**OBJECTIVES:**
[a] Say whether each statement below agrees with the Dataiku tutorial on managed folders. Answer yes or no for each, and quote the words of the tutorial that decide it.
(i) The tutorial requires a Python 3.6+ code environment with the packages tabula-py and matplotlib.
(ii) The PDF report can be imported directly as a DSS dataset.
(iii) The published data tables in the report begin on page 10.
[b] In the Dataiku tutorial on managed folders, what name is the output folder given?
[c] Continue the Dataiku tutorial on managed folders, starting right after its last sentence.

**PAGE EXCERPT:**
+ + + + + + +
To complete this tutorial, you will need:

  • access to a Dataiku DSS instance;

  • a Python 3.6+ code environment with the packages tabula-py and matplotlib.

  • A locally downloaded copy of this 2016 UN report on world cities.

Workflow Overview

When you have completed the tutorial, you will have built the Flow pictured below:

../../_images/folders-final-flow.png

Create a Project

We’ll be creating this project from start to finish so you just need a new empty project.

  • From the Dataiku DSS homepage, click on +New Project > Blank project.

  • Give it a name, such as Managed Folders.

  • Click Create.

Upload the PDF

The data for this project is found in the UN’s 2016 report on World Cities. As a PDF though, we cannot directly import it as a DSS dataset. Instead, let’s import the report into a managed folder.

  • From the Flow, choose +Dataset > Folder.

  • Name the output folder un_pdf_download.

  • Click Create Recipe after choosing a storage location.

  • Click Add a File or drag and drop the PDF into the folder.

  • When it has finished uploading, click on the file name to preview it.

  • Scroll through the PDF to find the published data tables starting from page 12.

../../_images/report-in-folder.png

Note

We also could have used a Download recipe to directly download the data into the folder. For use cases where the data sources regularly update, this would be a more sensible approach.

Parse the PDF with a Code Recipe

Dataiku DSS doesn’t have its own way of extracting data tables from a PDF, but the tabula Python library does. A small amount of Python code can get these tables into a DSS dataset.
+ + + + + + +
**DATA EXTRACT:**
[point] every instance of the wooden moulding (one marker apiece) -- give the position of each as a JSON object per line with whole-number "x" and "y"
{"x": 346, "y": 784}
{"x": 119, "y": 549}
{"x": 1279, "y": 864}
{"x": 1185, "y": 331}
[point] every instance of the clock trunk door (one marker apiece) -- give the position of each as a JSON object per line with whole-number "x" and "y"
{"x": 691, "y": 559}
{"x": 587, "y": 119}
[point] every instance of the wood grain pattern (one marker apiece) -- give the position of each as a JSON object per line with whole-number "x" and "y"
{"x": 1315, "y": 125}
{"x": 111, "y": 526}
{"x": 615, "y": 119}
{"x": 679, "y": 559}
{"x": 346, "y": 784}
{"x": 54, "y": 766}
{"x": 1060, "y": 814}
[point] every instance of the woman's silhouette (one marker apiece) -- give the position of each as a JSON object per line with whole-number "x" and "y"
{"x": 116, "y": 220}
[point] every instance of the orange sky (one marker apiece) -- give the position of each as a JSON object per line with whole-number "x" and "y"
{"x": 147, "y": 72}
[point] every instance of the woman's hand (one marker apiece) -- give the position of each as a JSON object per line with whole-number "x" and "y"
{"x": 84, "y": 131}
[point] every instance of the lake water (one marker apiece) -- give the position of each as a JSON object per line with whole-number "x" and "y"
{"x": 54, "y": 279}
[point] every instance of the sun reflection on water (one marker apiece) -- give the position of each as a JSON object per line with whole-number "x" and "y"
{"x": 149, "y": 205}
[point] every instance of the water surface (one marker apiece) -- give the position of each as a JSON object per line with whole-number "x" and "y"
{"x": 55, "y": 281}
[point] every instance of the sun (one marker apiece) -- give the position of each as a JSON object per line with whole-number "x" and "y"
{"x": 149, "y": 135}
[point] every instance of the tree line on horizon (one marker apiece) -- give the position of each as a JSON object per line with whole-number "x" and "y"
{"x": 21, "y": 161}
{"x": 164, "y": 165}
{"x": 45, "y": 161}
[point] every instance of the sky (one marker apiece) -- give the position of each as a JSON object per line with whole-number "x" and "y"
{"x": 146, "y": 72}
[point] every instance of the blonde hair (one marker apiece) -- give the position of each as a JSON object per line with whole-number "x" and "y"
+ + + + + + +
**RESPONSES:**
[a]
(i) Yes: "a Python 3.6+ code environment with the packages tabula-py and matplotlib."
(ii) No: "As a PDF though, we cannot directly import it as a DSS dataset."
(iii) No: "find the published data tables starting from page 12."

[b] un_pdf_download

[c]
The code environment

Let’s first designate this project’s code environment, one that has the packages tabula-py and matplotlib (which will be needed later).

  • From the More options menu in the top navigation bar, select Settings > Code env selection.

  • Change the default Python code env by changing the Mode to “Select an environment” and the Environment to the chosen code env.

  • Click Save.

The Python recipe

Now we can return to the Flow.

  • With the un_pdf_download folder selected, add a Python recipe.

  • Under Outputs, click +Add, but instead of adding a new dataset, add a New Folder.

  • Name the folder un_csv.

  • Create the folder and then create the recipe.

  • Delete the sample code.

Normally we’d prototype a recipe in a notebook, but in this case, we already have working code ready. The full code is below, but take a moment to understand these key steps.

  • We use the Dataiku API to stream the PDF from the folder.

  • The tabula-py library does the actual PDF parsing.

  • The last step is to write the output to another folder.

After pasting the code below into the recipe editor, run the recipe, and view the output folder.

Warning

If you gave the downloaded file or managed folders different names than those described here, be sure to update them.

# -*- coding: utf-8 -*-
import dataiku
import pandas as pd
from tabula.io import read_pdf

# Read recipe inputs
un_pdf_download = dataiku.Folder("un_pdf_download")

# read in the pdf and use tabula-py to extract tabular data
with un_pdf_download.get_download_stream("the_worlds_cities_in_2016_data_booklet.pdf") as stream:
        tables = read_pdf(stream, pages = "12-26", multiple_tables = True)

# parse the pdf tables
for table in tables:
        table.columns = table.iloc[0].values
        table.dropna(inplace=True)
        table.drop(table.index[0], inplace=True)

# remove corrupted data
tables.pop(2)

# Write recipe outputs
csvs = dataiku.Folder("un_csv")

# write dataframes to csvs
path = '/dataset_{}'

for index, table in enumerate(tables):
        csvs.upload_stream(path.format(index), table.to_csv().encode("utf-8"))

Note

Whenever possible, it is advisable to use the get_download_stream() method to read a file from a folder, rather than get_path(). While get_path() will only work for a local folder, get_download_stream() works regardless of where the contents are stored. This is addressed in the product documentation.

Create a “Files in Folder” Dataset

The un_csv folder now holds 14 files, one for each page of the PDF containing a table. From this folder of CSV files, let’s create one DSS dataset.

  • From the un_csv folder, click Create Dataset in the Actions sidebar.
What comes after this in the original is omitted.